▼▼▼

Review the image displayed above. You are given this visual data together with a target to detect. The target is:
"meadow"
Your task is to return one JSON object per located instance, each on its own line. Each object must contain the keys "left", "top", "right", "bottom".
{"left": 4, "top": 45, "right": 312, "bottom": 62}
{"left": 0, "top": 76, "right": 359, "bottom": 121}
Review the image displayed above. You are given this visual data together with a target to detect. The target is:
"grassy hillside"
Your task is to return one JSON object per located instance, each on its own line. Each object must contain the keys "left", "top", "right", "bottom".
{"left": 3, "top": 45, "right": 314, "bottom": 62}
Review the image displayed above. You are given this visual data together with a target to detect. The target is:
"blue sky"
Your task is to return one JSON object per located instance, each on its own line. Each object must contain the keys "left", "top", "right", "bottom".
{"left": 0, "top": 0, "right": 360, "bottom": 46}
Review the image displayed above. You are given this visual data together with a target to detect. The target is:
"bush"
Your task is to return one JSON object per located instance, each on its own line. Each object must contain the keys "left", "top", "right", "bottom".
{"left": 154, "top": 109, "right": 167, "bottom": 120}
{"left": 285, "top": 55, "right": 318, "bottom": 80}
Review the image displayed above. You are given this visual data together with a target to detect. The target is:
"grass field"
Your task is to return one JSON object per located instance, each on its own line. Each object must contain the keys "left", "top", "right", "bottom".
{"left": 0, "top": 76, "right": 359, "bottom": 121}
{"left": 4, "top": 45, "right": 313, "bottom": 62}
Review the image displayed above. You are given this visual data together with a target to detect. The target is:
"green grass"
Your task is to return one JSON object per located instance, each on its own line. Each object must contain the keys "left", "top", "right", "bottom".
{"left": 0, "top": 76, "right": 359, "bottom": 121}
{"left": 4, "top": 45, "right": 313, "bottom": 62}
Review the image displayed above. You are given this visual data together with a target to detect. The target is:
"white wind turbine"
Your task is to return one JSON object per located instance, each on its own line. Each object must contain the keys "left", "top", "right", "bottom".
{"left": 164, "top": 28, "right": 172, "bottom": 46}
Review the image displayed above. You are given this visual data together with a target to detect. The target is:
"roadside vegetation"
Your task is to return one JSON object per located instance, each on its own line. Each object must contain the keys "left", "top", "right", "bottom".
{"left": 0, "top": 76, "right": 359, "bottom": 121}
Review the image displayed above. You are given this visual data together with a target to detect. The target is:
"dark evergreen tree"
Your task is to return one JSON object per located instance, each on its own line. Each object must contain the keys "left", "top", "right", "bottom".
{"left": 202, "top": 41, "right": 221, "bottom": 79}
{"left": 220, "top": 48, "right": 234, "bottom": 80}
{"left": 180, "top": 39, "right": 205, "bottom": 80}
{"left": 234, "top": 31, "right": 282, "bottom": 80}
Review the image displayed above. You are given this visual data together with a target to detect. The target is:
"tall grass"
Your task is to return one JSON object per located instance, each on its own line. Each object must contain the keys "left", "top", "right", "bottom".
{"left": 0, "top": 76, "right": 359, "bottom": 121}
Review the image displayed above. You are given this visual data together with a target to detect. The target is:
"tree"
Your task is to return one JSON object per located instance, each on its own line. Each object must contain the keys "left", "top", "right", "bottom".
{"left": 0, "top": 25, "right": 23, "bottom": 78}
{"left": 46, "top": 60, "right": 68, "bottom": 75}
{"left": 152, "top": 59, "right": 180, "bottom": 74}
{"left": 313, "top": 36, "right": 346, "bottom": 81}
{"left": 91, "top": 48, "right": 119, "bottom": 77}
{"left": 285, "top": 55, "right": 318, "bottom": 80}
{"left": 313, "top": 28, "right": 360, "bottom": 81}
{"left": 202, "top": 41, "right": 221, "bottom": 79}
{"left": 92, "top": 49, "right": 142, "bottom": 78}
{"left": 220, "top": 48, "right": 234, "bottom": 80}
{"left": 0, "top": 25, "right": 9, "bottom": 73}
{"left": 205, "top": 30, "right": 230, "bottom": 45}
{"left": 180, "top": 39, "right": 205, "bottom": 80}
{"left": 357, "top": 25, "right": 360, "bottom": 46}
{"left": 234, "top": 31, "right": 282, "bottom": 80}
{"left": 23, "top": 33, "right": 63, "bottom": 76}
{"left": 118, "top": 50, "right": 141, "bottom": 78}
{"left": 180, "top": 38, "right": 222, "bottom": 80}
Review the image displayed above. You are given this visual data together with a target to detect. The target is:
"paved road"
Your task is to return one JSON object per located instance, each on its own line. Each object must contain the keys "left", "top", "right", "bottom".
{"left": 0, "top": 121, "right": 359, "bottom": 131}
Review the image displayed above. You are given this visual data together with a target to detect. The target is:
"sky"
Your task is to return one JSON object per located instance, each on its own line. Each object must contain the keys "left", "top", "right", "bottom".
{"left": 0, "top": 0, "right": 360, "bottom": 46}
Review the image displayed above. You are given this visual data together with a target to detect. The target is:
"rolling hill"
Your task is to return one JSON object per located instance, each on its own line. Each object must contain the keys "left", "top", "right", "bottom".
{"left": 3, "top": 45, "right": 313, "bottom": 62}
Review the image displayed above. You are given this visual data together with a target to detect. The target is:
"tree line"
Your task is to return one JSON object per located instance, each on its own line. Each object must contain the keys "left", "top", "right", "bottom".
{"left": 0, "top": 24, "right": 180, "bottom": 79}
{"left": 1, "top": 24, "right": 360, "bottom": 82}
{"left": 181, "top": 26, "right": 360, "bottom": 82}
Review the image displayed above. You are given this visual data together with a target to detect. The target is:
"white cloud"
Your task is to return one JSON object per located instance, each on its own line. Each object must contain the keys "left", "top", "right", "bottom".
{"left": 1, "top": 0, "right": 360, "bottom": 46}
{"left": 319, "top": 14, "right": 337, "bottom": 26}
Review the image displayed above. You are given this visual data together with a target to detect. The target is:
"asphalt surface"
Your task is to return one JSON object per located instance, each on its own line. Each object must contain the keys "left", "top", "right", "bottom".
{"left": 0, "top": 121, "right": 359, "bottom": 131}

▲▲▲

* _Instructions for the task_: Every record in the listing above should be reproduced exactly.

* _Solution below_:
Review the image displayed above. You are given this visual data together with a target to detect. The target is:
"meadow"
Your task is to return one JSON object per located instance, each on its own line. Each object must contain the keys "left", "top", "right", "bottom".
{"left": 4, "top": 45, "right": 312, "bottom": 62}
{"left": 0, "top": 76, "right": 359, "bottom": 121}
Review the image displayed above. You are given this visual data together with a target to detect. The target is:
"grassy hillside"
Your task is to return one JSON object per located instance, each on its own line. Each object must contain the keys "left", "top", "right", "bottom".
{"left": 3, "top": 45, "right": 314, "bottom": 62}
Review the image displayed above. You are given this visual data together with a target to detect. The target is:
"blue sky"
Your task is to return one JSON object per located instance, each on its own line. Each object must contain the keys "left", "top", "right", "bottom".
{"left": 0, "top": 0, "right": 360, "bottom": 46}
Review the image displayed above. You are given this visual data together with a target to detect. The target is:
"bush"
Your task is to return one JSON object per located instance, each on its own line. Each object must contain the keys "left", "top", "right", "bottom".
{"left": 154, "top": 109, "right": 167, "bottom": 120}
{"left": 285, "top": 55, "right": 318, "bottom": 80}
Review the image displayed above. You are given this visual data together with a target to detect. The target is:
"grass field"
Your task is to return one JSON object per located instance, each on its own line. Each object must contain the keys "left", "top", "right", "bottom".
{"left": 0, "top": 76, "right": 359, "bottom": 121}
{"left": 4, "top": 45, "right": 313, "bottom": 62}
Review the image displayed above. You are given this visual data together with a target to detect. The target is:
"green grass"
Your task is to return one JSON object per located instance, each on its own line. Each object must contain the keys "left", "top", "right", "bottom".
{"left": 0, "top": 76, "right": 359, "bottom": 121}
{"left": 4, "top": 45, "right": 313, "bottom": 62}
Review the image displayed above. You are given this visual data together with a target to detect. The target is:
"white wind turbine"
Your task is to return one JSON object per located instance, each on its own line. Each object must contain the keys "left", "top", "right", "bottom".
{"left": 164, "top": 28, "right": 172, "bottom": 46}
Review the image displayed above. You are given this visual data together with a target to detect. The target is:
"roadside vegetation"
Your task is to return one JSON object per located instance, each on its own line. Each object must contain the keys "left", "top", "right", "bottom".
{"left": 0, "top": 76, "right": 359, "bottom": 121}
Review the image displayed above. You are given this visual data together with a target to detect. The target is:
"dark evergreen tree"
Your task is to return one JSON object per located instance, each on its own line. Each object must contain the keys "left", "top", "right", "bottom".
{"left": 202, "top": 41, "right": 221, "bottom": 79}
{"left": 220, "top": 48, "right": 234, "bottom": 80}
{"left": 180, "top": 39, "right": 205, "bottom": 80}
{"left": 234, "top": 31, "right": 282, "bottom": 80}
Review the image displayed above. You are given this visual data together with a target to detect. The target is:
"tall grass"
Your task is to return one JSON object per located instance, each on its own line. Each object must contain the keys "left", "top", "right", "bottom".
{"left": 0, "top": 76, "right": 359, "bottom": 121}
Review the image displayed above. You are given this visual data together with a target to detect. The target is:
"tree"
Your task is to return one JSON object per located instance, each on its own line. Each object must contain the keys "left", "top", "right", "bottom".
{"left": 0, "top": 25, "right": 23, "bottom": 78}
{"left": 46, "top": 60, "right": 68, "bottom": 75}
{"left": 152, "top": 59, "right": 180, "bottom": 74}
{"left": 313, "top": 36, "right": 346, "bottom": 81}
{"left": 91, "top": 48, "right": 119, "bottom": 77}
{"left": 285, "top": 55, "right": 318, "bottom": 80}
{"left": 313, "top": 28, "right": 360, "bottom": 81}
{"left": 202, "top": 41, "right": 221, "bottom": 79}
{"left": 92, "top": 49, "right": 142, "bottom": 78}
{"left": 220, "top": 48, "right": 234, "bottom": 80}
{"left": 0, "top": 25, "right": 9, "bottom": 73}
{"left": 205, "top": 30, "right": 230, "bottom": 45}
{"left": 180, "top": 39, "right": 205, "bottom": 80}
{"left": 357, "top": 25, "right": 360, "bottom": 46}
{"left": 234, "top": 31, "right": 282, "bottom": 80}
{"left": 23, "top": 33, "right": 63, "bottom": 76}
{"left": 118, "top": 50, "right": 141, "bottom": 78}
{"left": 180, "top": 38, "right": 222, "bottom": 80}
Review the image displayed above. You are given this visual data together with a target to detect. The target is:
"paved road"
Your task is to return one JSON object per located instance, each on its own line. Each object must contain the keys "left", "top", "right", "bottom".
{"left": 0, "top": 121, "right": 359, "bottom": 131}
Review the image displayed above. You are given this visual data together with a target to detect. The target is:
"sky"
Your task is to return one JSON object per located instance, each on its own line. Each object must contain the keys "left", "top", "right", "bottom".
{"left": 0, "top": 0, "right": 360, "bottom": 46}
Review the image displayed above. You are given this visual data together with a target to detect. The target is:
"rolling hill"
Your task is to return one JSON object per located instance, each on its own line. Each object must contain the keys "left", "top", "right", "bottom".
{"left": 3, "top": 45, "right": 313, "bottom": 62}
Review the image displayed above. You are given this visual data together with a target to detect. The target is:
"tree line"
Your task is to return one JSON object per located instance, each on its own line. Each object must contain the keys "left", "top", "right", "bottom".
{"left": 0, "top": 24, "right": 180, "bottom": 79}
{"left": 1, "top": 24, "right": 360, "bottom": 82}
{"left": 181, "top": 26, "right": 360, "bottom": 82}
Review the image displayed above. You are given this visual data together with a target to detect. The target is:
"white cloud"
Your task is to return one JSON object per located instance, each on its own line. Each object must contain the keys "left", "top", "right", "bottom".
{"left": 1, "top": 0, "right": 360, "bottom": 46}
{"left": 319, "top": 14, "right": 337, "bottom": 26}
Review the image displayed above. You are given this visual data together with a target to detect. The target is:
"asphalt surface"
Your task is to return one JSON object per located instance, each on its own line. Each object must contain the keys "left", "top", "right", "bottom".
{"left": 0, "top": 121, "right": 359, "bottom": 131}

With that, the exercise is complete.